In the data that follows, every line containing the word "tire" should be returned.

[Raw data Boundary: Start]

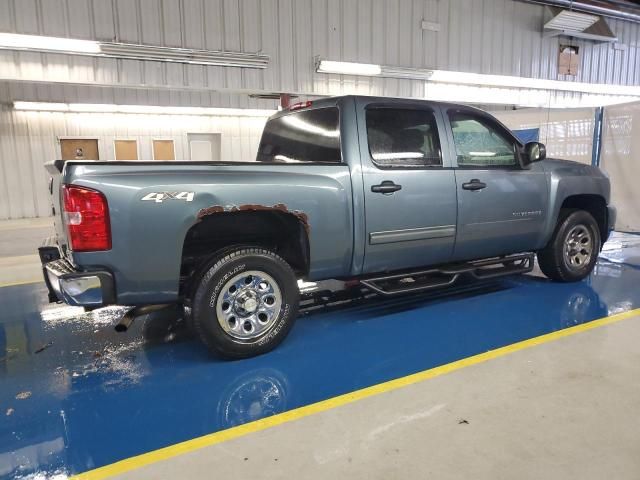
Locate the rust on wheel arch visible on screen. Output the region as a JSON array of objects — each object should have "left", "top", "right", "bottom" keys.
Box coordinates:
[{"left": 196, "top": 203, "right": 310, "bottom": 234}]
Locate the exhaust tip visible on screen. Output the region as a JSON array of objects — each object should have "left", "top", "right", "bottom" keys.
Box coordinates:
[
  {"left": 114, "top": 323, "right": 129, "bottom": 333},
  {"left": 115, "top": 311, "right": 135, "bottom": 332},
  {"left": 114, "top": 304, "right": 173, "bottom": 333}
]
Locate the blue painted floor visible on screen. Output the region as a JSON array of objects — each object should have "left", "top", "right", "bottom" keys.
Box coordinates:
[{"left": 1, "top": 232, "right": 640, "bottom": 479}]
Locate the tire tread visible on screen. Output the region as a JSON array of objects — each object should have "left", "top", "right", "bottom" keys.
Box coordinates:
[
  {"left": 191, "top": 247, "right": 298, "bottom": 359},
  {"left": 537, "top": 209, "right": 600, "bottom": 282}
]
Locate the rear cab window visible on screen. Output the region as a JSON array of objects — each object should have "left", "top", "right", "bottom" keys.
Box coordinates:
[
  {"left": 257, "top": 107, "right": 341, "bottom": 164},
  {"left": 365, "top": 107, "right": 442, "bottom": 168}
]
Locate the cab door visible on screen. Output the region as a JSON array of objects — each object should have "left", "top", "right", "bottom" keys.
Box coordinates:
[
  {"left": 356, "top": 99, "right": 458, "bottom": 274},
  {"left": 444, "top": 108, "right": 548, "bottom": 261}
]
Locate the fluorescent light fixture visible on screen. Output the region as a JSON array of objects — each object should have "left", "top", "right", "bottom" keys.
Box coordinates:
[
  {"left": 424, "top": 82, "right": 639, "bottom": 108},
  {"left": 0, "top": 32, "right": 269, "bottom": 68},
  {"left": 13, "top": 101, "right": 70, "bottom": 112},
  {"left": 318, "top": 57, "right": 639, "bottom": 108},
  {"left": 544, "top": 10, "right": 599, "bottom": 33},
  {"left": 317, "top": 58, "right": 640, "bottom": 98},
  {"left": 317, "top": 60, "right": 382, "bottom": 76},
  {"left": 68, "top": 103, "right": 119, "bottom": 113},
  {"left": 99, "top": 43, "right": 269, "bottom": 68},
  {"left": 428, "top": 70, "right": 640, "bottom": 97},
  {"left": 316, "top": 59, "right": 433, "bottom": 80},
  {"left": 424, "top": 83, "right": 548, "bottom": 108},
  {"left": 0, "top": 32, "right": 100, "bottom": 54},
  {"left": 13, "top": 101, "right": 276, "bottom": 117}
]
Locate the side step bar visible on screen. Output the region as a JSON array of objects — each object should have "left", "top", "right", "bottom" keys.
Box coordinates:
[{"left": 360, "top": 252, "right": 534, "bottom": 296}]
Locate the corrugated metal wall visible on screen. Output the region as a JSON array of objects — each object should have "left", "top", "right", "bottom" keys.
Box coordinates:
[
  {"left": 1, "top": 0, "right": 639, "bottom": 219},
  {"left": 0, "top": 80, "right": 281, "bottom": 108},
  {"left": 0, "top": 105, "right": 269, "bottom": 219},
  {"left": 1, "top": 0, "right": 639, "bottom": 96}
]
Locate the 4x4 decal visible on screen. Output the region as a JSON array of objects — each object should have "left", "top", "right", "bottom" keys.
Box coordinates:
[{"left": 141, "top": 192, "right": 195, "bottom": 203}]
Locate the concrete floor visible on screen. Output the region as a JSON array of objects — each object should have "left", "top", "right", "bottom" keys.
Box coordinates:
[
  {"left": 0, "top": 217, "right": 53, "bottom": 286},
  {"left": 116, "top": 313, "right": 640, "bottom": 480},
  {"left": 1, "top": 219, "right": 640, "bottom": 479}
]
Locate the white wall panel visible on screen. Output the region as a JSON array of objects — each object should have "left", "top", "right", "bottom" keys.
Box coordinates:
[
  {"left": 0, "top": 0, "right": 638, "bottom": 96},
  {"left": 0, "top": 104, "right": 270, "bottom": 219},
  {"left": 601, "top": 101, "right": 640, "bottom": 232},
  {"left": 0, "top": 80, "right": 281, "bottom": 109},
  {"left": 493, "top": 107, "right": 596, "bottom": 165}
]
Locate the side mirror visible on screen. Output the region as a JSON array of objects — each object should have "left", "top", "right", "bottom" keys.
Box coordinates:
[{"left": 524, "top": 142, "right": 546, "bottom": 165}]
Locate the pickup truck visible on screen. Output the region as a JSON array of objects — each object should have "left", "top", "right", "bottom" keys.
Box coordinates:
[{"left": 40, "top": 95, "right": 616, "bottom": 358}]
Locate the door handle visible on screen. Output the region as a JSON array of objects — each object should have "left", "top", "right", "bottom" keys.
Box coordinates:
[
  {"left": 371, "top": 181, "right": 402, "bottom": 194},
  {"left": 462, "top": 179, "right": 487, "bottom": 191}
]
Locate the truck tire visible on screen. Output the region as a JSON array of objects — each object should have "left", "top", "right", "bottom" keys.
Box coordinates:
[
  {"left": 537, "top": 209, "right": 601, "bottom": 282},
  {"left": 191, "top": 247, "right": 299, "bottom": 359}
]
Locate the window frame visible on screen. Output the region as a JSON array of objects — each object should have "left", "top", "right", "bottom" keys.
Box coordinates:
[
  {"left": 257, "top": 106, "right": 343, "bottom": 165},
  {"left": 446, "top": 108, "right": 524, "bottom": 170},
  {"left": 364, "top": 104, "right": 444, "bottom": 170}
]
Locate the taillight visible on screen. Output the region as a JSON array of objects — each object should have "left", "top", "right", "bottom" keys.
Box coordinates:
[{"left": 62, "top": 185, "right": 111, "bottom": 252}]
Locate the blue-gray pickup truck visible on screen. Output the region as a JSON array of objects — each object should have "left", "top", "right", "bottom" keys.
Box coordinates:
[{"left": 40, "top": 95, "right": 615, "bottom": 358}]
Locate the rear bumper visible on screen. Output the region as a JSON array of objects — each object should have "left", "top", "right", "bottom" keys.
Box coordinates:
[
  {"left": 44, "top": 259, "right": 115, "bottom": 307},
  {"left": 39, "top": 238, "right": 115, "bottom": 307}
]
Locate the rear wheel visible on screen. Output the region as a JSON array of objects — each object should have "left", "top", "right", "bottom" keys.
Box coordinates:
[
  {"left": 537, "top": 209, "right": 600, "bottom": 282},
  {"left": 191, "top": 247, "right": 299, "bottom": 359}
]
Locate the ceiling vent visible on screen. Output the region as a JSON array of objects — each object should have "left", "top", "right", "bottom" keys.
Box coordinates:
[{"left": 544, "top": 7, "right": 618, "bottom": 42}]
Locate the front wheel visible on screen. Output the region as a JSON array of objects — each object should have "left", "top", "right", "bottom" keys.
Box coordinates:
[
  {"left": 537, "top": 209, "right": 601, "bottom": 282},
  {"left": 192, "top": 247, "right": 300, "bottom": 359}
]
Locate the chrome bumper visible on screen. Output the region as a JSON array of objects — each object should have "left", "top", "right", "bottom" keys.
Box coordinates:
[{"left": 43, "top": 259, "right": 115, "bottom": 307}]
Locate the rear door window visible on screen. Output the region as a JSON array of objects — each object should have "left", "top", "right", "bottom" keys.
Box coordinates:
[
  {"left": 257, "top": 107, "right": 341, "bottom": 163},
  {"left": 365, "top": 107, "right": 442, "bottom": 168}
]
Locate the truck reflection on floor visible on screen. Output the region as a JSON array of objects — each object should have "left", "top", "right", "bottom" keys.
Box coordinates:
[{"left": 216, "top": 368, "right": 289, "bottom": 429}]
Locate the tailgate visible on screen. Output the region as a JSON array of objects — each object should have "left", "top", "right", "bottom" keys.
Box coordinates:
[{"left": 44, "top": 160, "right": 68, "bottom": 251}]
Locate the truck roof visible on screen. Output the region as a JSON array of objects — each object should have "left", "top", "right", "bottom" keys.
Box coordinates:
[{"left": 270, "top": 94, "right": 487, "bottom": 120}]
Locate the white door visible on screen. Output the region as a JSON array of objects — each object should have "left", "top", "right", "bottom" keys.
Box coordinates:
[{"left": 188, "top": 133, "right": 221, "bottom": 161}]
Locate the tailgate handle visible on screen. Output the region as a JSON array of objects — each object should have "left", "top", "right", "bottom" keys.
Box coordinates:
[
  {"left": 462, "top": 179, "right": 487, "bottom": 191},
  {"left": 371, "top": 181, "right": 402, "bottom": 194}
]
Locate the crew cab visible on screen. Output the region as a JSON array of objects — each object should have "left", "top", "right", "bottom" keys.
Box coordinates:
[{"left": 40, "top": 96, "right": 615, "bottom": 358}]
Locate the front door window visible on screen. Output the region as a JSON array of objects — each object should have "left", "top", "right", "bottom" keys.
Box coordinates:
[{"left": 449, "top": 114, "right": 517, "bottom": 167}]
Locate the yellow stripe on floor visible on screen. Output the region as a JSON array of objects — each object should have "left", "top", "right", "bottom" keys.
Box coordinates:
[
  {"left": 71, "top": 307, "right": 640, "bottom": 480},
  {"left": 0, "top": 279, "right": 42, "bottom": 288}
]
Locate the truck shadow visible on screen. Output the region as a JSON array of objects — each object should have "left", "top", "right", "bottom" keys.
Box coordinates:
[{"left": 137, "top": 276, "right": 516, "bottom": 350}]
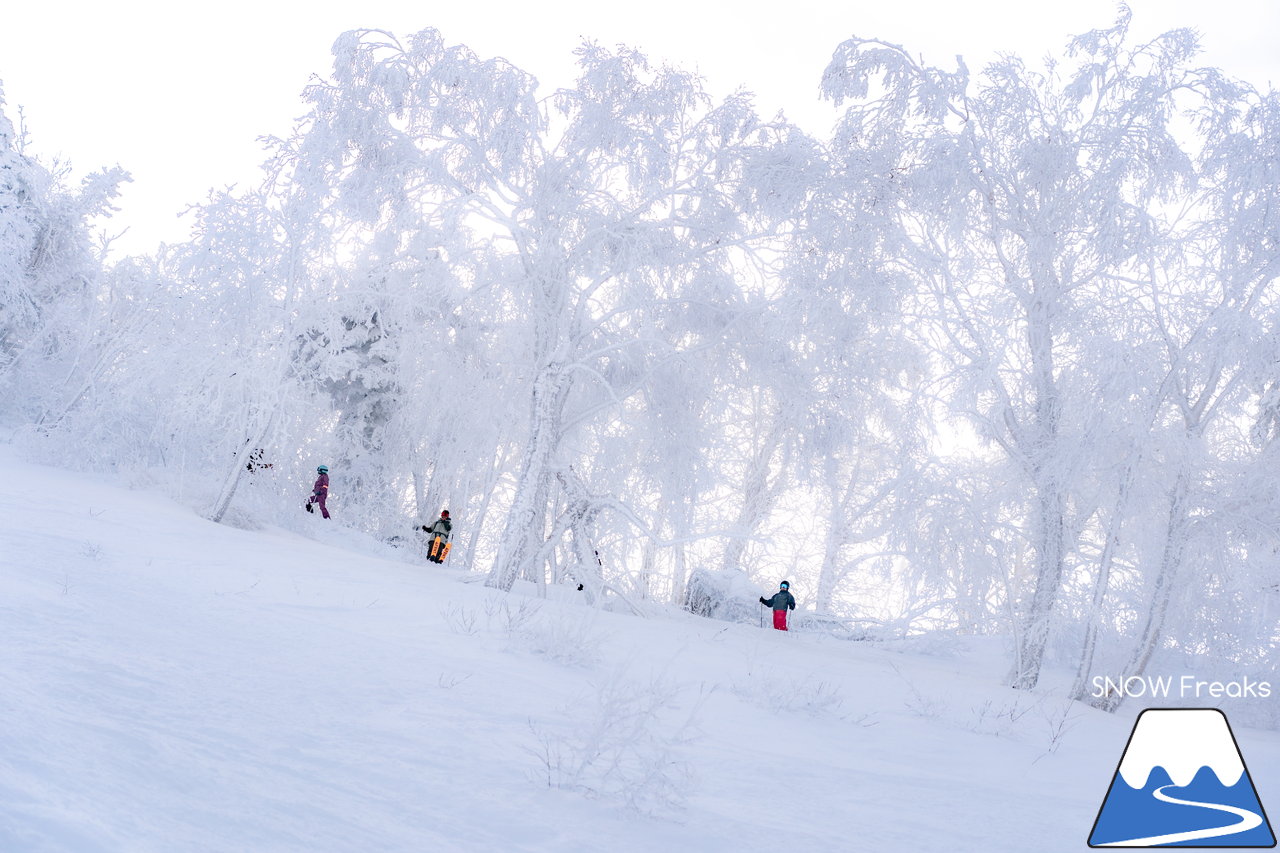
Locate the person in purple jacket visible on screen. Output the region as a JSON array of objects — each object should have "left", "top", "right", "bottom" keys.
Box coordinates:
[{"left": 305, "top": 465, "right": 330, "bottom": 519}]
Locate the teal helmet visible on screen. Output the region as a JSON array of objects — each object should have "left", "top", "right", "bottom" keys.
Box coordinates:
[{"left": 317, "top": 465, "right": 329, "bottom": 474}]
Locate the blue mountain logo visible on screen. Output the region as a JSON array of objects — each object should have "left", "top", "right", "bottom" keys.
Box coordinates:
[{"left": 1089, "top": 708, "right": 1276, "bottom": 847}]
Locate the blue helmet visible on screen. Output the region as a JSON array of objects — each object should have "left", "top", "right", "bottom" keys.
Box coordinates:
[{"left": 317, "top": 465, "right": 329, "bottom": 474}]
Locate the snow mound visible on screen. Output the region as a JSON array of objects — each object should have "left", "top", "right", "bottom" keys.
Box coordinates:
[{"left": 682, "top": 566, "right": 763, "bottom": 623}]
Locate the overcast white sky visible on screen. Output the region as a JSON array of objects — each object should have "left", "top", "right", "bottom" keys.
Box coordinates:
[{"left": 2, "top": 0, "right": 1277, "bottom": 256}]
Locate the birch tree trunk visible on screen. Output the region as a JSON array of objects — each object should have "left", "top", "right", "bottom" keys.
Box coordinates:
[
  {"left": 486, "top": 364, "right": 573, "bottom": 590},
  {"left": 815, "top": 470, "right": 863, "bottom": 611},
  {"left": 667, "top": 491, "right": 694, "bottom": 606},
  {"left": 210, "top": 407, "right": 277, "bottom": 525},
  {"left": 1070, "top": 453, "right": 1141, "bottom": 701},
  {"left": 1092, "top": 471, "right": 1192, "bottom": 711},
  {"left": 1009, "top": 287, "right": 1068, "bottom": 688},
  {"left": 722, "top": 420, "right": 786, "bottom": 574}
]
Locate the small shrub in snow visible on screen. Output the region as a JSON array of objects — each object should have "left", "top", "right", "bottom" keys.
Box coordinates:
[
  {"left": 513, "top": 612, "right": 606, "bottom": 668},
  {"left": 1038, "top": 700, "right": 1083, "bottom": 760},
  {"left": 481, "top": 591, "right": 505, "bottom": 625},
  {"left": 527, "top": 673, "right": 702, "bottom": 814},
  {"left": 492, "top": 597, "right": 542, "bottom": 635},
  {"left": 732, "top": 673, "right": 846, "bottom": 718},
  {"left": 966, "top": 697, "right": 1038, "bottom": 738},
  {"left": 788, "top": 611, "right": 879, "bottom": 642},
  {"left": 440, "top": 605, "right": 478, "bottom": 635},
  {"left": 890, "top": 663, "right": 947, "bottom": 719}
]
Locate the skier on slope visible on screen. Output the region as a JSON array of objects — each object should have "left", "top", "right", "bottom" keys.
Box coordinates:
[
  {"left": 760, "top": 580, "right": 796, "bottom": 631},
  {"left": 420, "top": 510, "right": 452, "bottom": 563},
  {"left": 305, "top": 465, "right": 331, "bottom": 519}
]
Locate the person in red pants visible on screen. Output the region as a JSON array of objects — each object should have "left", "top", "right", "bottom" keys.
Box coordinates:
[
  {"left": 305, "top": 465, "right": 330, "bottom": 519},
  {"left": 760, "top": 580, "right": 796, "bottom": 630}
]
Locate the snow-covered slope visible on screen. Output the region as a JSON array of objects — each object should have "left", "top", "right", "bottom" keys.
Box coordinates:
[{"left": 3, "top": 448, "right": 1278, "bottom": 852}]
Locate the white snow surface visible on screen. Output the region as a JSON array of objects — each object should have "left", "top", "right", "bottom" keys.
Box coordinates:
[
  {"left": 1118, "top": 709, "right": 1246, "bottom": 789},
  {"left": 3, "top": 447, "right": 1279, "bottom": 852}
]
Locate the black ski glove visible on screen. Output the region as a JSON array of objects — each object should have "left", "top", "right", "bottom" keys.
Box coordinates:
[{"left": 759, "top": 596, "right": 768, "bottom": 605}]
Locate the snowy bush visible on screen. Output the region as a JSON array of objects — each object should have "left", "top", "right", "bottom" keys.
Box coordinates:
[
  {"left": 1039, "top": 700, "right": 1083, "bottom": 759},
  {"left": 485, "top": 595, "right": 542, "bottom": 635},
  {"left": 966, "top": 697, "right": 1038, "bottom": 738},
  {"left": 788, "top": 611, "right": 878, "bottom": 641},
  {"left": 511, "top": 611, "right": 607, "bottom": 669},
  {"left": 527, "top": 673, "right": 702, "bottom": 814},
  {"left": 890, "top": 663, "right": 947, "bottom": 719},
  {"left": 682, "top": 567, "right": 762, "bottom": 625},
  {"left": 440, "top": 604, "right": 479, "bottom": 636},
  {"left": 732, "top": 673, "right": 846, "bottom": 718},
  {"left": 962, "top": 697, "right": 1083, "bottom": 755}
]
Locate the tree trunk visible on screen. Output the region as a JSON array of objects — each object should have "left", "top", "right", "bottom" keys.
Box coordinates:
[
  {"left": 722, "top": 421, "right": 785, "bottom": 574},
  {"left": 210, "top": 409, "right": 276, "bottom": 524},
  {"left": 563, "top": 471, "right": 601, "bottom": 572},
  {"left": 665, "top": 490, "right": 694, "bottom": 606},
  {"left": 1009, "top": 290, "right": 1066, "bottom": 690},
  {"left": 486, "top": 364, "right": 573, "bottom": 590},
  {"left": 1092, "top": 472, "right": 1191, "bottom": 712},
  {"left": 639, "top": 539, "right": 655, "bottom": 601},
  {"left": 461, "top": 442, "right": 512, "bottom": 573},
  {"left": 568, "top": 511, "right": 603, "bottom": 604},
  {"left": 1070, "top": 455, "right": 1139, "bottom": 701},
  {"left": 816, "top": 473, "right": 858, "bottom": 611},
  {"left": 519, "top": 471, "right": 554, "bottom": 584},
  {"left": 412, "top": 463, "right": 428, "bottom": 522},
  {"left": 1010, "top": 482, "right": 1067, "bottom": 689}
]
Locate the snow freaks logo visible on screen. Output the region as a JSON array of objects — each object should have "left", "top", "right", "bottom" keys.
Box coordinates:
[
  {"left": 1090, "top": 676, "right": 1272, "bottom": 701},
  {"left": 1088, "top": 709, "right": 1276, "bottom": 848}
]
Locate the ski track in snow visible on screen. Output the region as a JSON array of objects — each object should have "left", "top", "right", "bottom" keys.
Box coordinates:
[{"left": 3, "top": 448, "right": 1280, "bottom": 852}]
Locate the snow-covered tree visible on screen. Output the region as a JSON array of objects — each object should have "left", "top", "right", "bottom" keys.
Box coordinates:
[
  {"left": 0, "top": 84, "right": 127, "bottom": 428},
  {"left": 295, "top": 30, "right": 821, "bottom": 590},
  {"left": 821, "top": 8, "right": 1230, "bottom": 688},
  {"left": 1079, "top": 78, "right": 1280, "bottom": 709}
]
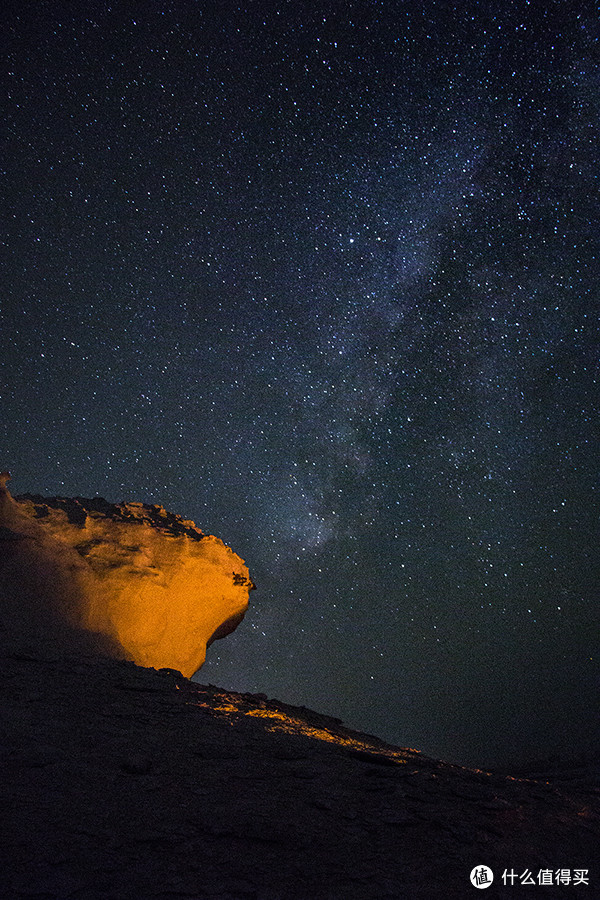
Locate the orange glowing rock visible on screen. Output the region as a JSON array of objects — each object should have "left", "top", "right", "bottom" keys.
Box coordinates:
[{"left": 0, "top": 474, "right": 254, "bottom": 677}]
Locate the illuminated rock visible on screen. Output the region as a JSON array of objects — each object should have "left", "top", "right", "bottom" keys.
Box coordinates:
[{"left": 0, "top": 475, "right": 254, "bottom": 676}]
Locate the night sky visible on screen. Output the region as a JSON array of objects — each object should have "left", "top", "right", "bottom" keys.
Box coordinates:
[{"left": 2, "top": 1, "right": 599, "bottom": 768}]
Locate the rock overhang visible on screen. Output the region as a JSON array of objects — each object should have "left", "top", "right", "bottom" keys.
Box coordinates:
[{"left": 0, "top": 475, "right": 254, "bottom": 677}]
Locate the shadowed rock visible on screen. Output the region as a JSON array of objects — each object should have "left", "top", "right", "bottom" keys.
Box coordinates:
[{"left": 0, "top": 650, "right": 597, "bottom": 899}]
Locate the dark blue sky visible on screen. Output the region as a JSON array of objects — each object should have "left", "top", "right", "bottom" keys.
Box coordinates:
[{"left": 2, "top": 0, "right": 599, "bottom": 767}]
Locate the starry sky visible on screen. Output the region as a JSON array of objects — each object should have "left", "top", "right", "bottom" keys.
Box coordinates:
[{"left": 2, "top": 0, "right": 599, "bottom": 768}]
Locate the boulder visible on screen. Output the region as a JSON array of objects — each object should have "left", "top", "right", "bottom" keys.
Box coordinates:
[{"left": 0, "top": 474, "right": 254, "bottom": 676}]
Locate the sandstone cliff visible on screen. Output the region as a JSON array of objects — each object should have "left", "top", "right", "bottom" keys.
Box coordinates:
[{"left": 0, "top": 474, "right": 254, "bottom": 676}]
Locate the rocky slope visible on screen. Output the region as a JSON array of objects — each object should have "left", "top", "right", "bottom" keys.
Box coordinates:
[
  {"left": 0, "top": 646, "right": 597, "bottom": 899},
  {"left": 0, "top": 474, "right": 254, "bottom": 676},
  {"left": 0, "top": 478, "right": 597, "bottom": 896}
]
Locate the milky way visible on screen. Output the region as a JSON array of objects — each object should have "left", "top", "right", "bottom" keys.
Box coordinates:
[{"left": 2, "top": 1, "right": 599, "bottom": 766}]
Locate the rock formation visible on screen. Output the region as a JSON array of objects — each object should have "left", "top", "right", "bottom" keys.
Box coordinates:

[Raw data Boundary: End]

## Written answer
Locate the tire tread visible on screen. Output the region as a JSON array of objects — each object should have "left", "top", "right", "bottom" keys.
Locate the truck tire visible on screen. Output the region as a JSON array of objects — each object should have "left", "top", "right", "bottom" keys.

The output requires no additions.